_TESTO DA ESAMINARE_.
Prevenzione e trattamento del deficit di vitamina D in condizioni di bassa esposizione solare in età evolutiva

La Consensus della SIP, SIPSS e FIMP sulla vitamina D in età pediatrica pone le indicazioni sia per la profilassi con vitamina D dalla nascita ai 18 anni, sia per il trattamento del deficit di vitamina D.

 

La profilassi con vitamina D dovrebbe, pertanto, essere eseguita nelle condizioni di ridotta esposizione solare a dosaggi giornalieri, che sono influenzati dall’età del soggetto e dalla presenza di eventuali fattori di rischio aggiuntivi, in particolare l’obesità. Il colecalciferolo è la terapia di prima scelta sia nella prevenzione sia nel trattamento della carenza di vitamina D. I metaboliti/analoghi idrossilati sono indicati in particolari condizioni cliniche (epatopatie, ipoparatiroidismo, malassorbimenti, ecc.).

La Nota 96 AIFA, che ha regolamentato la rimborsabilità della vitamina D nella popolazione adulta, ha mantenuto invariate le indicazioni in età pediatrica. Riguardo la profilassi, per mantenere livelli adeguati di vitamina D nei bambini e adolescenti è raccomandato un supplemento giornaliero di 600 UI, mentre è raccomandato un supplemento di 400 UI nel primo anno di vita.

_ATTIVITÀ_. Per ciascuna affermazione, stabilisci se concorda con il testo sulla vitamina D, rispondendo sì o no e citando testualmente le parole che lo decidono. (a) Il colecalciferolo è la terapia di prima scelta nella prevenzione e nel trattamento della carenza di vitamina D. (b) La Nota 96 AIFA ha modificato le indicazioni in età pediatrica. (c) Nel primo anno di vita è raccomandato un supplemento giornaliero di 600 UI. I record che seguono non hanno alcun rapporto con il testo.

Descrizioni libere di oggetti
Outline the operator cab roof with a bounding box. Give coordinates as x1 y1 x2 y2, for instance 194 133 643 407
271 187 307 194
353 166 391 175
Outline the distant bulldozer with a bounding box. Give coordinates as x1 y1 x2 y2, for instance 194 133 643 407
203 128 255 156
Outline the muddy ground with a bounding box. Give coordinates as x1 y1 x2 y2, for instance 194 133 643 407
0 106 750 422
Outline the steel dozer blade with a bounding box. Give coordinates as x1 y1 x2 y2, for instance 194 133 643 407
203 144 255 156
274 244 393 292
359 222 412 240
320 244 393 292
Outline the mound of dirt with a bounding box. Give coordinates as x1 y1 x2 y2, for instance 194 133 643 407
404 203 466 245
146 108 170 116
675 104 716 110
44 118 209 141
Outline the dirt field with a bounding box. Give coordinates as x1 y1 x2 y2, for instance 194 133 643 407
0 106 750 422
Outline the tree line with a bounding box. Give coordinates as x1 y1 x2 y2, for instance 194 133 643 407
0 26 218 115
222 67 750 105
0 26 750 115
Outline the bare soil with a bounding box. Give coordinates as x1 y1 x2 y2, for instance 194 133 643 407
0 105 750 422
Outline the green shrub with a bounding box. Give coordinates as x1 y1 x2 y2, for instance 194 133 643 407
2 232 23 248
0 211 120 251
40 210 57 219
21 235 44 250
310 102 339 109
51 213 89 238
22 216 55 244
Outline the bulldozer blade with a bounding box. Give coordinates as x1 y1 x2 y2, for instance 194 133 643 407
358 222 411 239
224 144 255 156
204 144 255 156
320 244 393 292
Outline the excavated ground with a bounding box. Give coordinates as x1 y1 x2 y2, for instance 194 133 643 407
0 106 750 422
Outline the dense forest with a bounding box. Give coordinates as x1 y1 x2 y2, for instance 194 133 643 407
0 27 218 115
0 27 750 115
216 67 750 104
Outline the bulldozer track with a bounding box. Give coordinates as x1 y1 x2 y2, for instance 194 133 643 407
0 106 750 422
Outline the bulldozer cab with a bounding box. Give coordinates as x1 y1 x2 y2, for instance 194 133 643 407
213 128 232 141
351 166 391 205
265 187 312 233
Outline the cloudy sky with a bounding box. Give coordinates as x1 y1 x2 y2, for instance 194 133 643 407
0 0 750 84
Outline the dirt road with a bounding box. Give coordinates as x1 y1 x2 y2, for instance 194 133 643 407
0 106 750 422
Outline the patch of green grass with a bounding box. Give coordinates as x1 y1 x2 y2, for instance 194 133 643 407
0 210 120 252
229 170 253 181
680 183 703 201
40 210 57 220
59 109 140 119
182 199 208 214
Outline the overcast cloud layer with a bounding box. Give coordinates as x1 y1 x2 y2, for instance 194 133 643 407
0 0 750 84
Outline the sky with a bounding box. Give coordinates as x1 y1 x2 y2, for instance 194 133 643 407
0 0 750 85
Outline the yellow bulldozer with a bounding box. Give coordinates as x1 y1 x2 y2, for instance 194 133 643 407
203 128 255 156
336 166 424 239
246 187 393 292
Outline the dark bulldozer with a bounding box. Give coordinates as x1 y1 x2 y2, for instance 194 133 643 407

_RISPOSTA_.
(a) Sì: «Il colecalciferolo è la terapia di prima scelta sia nella prevenzione sia nel trattamento della carenza di vitamina D.»
(b) No: «ha mantenuto invariate le indicazioni in età pediatrica»
(c) No: «è raccomandato un supplemento di 400 UI nel primo anno di vita»